Ваша задача> Пожалуйста, перепечатайте без изменений часть фрагмента о Ленине от «Дочку я повёл» до «и почерк сопротивления.».

Фрагмент текста>
------------------------------

Дочку я повёл в Мавзолей, когда ей исполнилось шесть. Через четыре года выяснилось, что она всё забыла и я повёл ещё раз. «Это человек, который делал невозможное, добился своих главных целей и ничего не хотел для себя» – сказал я ей перед тем, как мы вошли в темный зал со светящимся человеком, на которого она смотрела, не мигая. «Он показал верблюду игольное ушко!» – добавил я, когда мы вышли к кремлевской стене, и дочка понятливо засмеялась. Я не знаю, как она будет относиться к Ленину, когда вырастет. И мне это не очень интересно. Сама составит мнение. Я не могу предсказать событий её жизни, из которых это мнение «возьмётся».

Сделать ещё одну революцию «по-ленински» уже не получится. Слишком сильно изменился и способ производства и характер присвоения, всегда задающие как форму власти, так и почерк сопротивления.

И всё же твои ошибки окажутся для следующей русской революции важнее банальной «правоты» твоих критиков. С Днем Рождения, Вождь! Ничего не закончено… «Конкретный анализ конкретных обстоятельств».

------------------------------

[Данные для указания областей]
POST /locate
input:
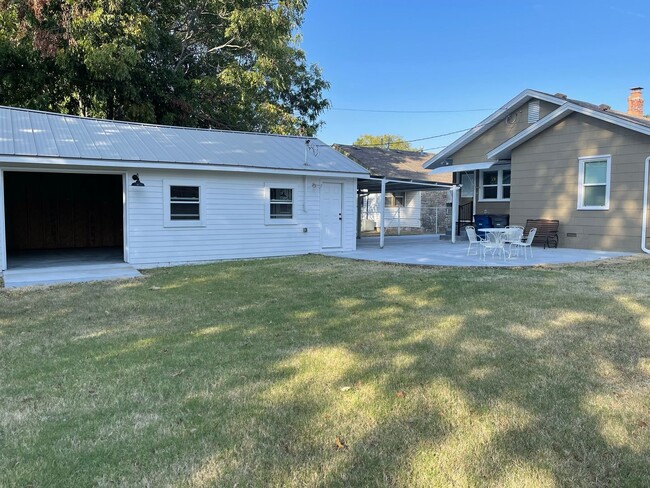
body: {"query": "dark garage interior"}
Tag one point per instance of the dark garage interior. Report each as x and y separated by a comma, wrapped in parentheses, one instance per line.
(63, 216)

------------------------------

Итоговый ответ>
Дочку я повёл в Мавзолей, когда ей исполнилось шесть. Через четыре года выяснилось, что она всё забыла и я повёл ещё раз. «Это человек, который делал невозможное, добился своих главных целей и ничего не хотел для себя» – сказал я ей перед тем, как мы вошли в темный зал со светящимся человеком, на которого она смотрела, не мигая. «Он показал верблюду игольное ушко!» – добавил я, когда мы вышли к кремлевской стене, и дочка понятливо засмеялась. Я не знаю, как она будет относиться к Ленину, когда вырастет. И мне это не очень интересно. Сама составит мнение. Я не могу предсказать событий её жизни, из которых это мнение «возьмётся».

Сделать ещё одну революцию «по-ленински» уже не получится. Слишком сильно изменился и способ производства и характер присвоения, всегда задающие как форму власти, так и почерк сопротивления.